Low salt suspect; 7 dead, 110 sick from E. coli O157 in pickled cabbage in Japan

Five people, including a 4-year-old girl, have been confirmed dead of food poisoning from pickled Chinese cabbage produced by a Sapporo food company. Another two deaths are believed to be related to E. coli O157 found in the cabbage.

The Daily Yomiuri Online reported today that the Sapporo-based food company that processed the cabbage is suspected of failing to properly sterilize the cabbage by heating.

Many details regarding how the E. coli O157 infections reached epidemic proportions have yet to be clarified. One possible factor behind the mass food poisoning is a method of using less salt when pickling vegetables to suit consumer tastes.

The pickled Chinese cabbage in question was produced by the food company Iwai Shokuhin in Sapporo.

The company said it produced the pickled cabbage by first washing the vegetables with water before soaking them in an antiseptic solution for 10 minutes. The vegetables were then washed a second time.

The products were shipped after the cabbage was pickled for 24 hours in brine mixed with acidic ingredients, company officials said.

The contaminated pickled cabbage was made Saturday. The amount produced on that day was double that of weekdays, the officials said.

Each of the firm’s 12 employees in charge of pickling wore masks and gloves. No E. coli bacillus were found in groundwater used for washing purposes in a checkup conducted after the incident, the officials said.

Officials at the Sapporo municipal health center said they will investigate whether the bacteria came from mud attached to cabbage that was not fully sterilized.
· · · · ·
# [How to complete this task]
Can you reproduce the article on the pickled cabbage outbreak from "Officials at the" to "not fully sterilized.", swapping "mud" for "soil"?

# [Records]
· · · · ·
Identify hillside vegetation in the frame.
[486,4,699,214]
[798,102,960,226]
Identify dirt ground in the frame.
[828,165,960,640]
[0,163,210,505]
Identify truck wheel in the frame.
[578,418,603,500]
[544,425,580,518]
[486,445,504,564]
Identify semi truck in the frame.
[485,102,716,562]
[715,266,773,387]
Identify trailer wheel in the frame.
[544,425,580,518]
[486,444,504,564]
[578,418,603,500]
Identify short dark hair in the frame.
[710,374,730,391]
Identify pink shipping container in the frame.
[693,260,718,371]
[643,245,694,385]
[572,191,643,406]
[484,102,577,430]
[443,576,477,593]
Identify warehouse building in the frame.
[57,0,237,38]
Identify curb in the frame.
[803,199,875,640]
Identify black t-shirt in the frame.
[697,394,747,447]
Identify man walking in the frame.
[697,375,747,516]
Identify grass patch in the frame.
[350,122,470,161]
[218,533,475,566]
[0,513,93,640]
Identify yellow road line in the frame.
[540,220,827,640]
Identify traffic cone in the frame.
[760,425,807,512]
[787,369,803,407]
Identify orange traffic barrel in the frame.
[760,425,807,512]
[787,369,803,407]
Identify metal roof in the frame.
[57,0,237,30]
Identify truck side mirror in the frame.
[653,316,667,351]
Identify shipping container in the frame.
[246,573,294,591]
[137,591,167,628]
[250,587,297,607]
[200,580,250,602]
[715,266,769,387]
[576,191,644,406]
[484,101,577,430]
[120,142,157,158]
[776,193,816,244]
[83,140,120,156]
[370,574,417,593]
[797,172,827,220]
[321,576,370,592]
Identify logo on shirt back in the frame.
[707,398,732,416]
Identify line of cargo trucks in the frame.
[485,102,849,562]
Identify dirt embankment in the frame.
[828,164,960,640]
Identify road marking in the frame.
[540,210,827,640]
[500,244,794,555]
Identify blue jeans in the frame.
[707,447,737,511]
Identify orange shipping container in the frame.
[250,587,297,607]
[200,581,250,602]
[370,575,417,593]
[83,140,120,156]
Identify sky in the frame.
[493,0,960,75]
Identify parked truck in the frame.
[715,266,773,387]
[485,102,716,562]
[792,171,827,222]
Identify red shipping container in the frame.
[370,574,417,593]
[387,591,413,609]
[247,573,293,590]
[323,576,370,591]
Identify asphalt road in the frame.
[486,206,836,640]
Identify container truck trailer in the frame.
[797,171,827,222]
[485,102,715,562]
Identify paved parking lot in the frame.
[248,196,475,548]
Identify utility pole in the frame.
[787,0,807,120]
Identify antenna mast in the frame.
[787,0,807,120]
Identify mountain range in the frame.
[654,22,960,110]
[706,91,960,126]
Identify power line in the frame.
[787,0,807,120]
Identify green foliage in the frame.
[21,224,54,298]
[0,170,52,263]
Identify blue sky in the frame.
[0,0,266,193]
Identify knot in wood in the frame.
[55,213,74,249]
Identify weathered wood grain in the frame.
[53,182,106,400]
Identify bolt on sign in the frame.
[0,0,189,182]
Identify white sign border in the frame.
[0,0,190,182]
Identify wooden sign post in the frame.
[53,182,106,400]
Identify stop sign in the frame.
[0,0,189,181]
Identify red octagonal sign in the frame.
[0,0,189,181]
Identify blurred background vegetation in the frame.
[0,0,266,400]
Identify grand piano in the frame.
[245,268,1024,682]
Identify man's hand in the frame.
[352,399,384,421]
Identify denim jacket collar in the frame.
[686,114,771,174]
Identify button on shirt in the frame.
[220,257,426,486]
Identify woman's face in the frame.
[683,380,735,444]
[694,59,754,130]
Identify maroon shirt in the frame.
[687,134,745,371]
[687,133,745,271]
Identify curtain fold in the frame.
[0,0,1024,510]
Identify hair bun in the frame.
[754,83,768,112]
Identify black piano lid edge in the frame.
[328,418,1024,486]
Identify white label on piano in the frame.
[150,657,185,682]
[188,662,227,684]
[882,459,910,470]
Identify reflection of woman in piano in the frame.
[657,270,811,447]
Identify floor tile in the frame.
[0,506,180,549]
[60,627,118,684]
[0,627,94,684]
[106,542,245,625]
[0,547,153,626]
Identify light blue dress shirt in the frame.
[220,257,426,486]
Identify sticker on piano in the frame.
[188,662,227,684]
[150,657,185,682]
· · · · ·
# [Completed task]
Officials at the Sapporo municipal health center said they will investigate whether the bacteria came from soil attached to cabbage that was not fully sterilized.